Objective: In the records below, begin at the line that has "Can you find the riverbed" and stop after the line that has "[103,215,148,246]". Write out every line in that range again, requests included, and shift each bounding box coordinate in the answers by adding 87.

(Records from a collection)
+++++

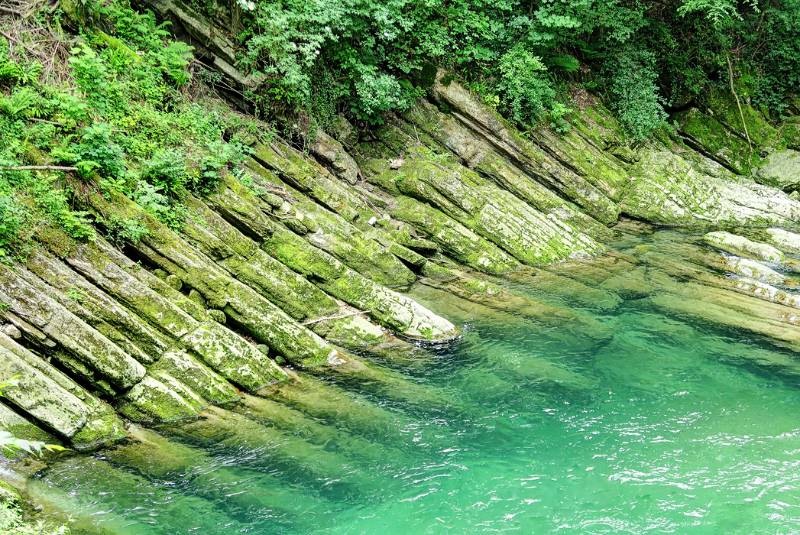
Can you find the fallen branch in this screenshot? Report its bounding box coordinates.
[303,310,369,325]
[725,54,753,155]
[0,165,78,171]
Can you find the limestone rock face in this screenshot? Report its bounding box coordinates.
[309,130,361,184]
[703,231,783,262]
[756,149,800,192]
[0,25,800,458]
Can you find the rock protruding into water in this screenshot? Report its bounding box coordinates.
[703,231,783,263]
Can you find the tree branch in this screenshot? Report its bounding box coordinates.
[0,165,78,171]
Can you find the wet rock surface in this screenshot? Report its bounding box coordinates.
[0,24,800,498]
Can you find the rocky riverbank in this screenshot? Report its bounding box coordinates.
[0,2,800,532]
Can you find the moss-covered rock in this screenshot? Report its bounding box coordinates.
[675,108,761,175]
[703,231,783,263]
[0,266,145,389]
[433,72,619,223]
[755,149,800,192]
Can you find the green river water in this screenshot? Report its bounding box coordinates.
[25,229,800,535]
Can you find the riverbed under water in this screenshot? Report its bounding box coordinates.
[31,228,800,535]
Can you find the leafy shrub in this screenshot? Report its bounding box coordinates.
[140,149,188,198]
[0,194,28,260]
[497,46,556,124]
[73,123,125,178]
[608,49,667,141]
[103,215,148,246]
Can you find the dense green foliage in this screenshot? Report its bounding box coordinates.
[0,0,264,258]
[194,0,800,139]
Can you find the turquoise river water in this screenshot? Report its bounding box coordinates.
[25,233,800,535]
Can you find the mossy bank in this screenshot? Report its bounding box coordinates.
[0,1,800,532]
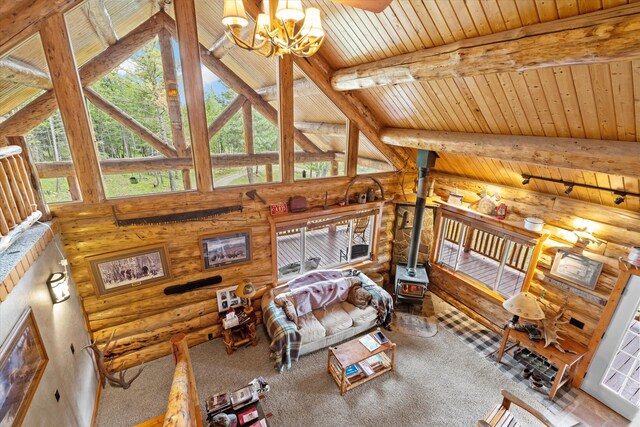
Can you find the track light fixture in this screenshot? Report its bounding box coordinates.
[522,174,640,205]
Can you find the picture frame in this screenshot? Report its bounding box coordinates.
[200,230,252,271]
[87,245,171,296]
[216,285,242,312]
[0,307,49,425]
[551,249,604,290]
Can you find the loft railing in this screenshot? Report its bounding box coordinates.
[0,145,42,252]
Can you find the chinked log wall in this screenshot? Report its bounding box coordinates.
[431,173,640,345]
[53,174,413,370]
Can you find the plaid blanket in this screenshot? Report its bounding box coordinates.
[262,301,302,372]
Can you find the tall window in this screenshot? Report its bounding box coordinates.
[434,206,546,298]
[276,209,378,280]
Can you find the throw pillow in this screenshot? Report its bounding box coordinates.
[347,284,371,310]
[275,295,298,328]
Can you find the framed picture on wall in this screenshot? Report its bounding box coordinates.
[216,286,242,312]
[87,245,171,296]
[200,231,251,270]
[551,249,603,290]
[0,307,49,426]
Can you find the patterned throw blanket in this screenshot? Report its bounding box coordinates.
[262,270,393,372]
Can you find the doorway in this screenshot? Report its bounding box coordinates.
[582,275,640,420]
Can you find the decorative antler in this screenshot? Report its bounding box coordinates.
[82,329,145,390]
[540,300,575,353]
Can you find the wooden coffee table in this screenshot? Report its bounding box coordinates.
[327,329,396,395]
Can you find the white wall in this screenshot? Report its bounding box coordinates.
[0,236,98,427]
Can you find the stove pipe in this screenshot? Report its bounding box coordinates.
[407,150,438,277]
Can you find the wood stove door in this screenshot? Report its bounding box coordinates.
[391,203,436,276]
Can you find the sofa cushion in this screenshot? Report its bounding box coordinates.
[313,304,353,336]
[291,277,353,316]
[347,282,372,310]
[298,313,327,343]
[341,301,378,327]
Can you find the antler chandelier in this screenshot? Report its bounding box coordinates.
[222,0,324,57]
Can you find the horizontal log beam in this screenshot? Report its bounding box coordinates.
[0,58,53,90]
[84,87,178,157]
[36,151,337,178]
[380,128,640,177]
[0,14,162,141]
[256,78,322,102]
[0,0,82,57]
[293,122,347,137]
[331,3,640,91]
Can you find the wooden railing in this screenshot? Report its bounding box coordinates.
[0,145,42,252]
[163,334,202,427]
[444,220,534,271]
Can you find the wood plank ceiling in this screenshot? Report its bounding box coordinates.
[0,0,640,211]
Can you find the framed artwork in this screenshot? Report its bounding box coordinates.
[216,286,242,312]
[200,231,251,270]
[551,249,603,289]
[0,307,49,426]
[87,245,171,296]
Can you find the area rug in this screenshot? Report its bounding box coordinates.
[96,327,544,427]
[391,311,438,338]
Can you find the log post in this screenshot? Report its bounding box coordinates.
[276,55,295,183]
[8,136,51,221]
[160,0,213,192]
[40,13,105,203]
[158,28,192,190]
[347,120,360,178]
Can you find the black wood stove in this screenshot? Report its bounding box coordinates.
[395,150,438,303]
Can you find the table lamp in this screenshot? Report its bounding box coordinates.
[502,292,545,330]
[236,280,256,314]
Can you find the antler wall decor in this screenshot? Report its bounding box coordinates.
[83,330,145,390]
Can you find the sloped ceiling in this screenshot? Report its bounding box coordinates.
[0,0,640,211]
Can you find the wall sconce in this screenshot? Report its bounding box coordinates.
[47,272,71,304]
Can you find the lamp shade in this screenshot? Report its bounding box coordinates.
[502,292,545,320]
[236,282,256,298]
[47,273,71,304]
[222,0,249,27]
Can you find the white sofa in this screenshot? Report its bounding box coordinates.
[261,270,390,369]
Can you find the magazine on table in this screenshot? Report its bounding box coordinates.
[231,385,258,409]
[359,335,380,351]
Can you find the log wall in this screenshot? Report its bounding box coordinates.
[431,173,640,345]
[53,174,413,370]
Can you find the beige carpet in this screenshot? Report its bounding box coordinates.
[391,311,438,338]
[97,320,543,427]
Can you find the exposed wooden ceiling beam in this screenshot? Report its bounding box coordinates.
[0,58,52,90]
[380,128,640,177]
[158,12,322,153]
[36,151,338,178]
[244,0,413,169]
[331,3,640,91]
[0,0,83,56]
[256,78,321,101]
[293,122,347,137]
[84,87,178,157]
[84,0,118,46]
[0,14,163,140]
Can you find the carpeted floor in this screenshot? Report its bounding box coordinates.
[97,312,543,427]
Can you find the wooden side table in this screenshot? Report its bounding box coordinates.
[496,326,587,400]
[222,312,258,354]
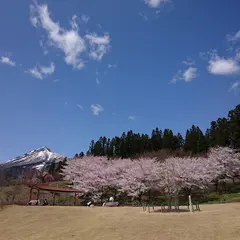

+++++

Solution below:
Can you find the riverbed under water in this screenshot? Report its bounding box coordinates.
[118,315,887,622]
Can you find the leafy shrub in this screenshot? Report its bounding box coordinates.
[227,236,275,285]
[87,281,115,347]
[584,133,643,211]
[160,210,212,265]
[695,136,754,228]
[190,302,235,333]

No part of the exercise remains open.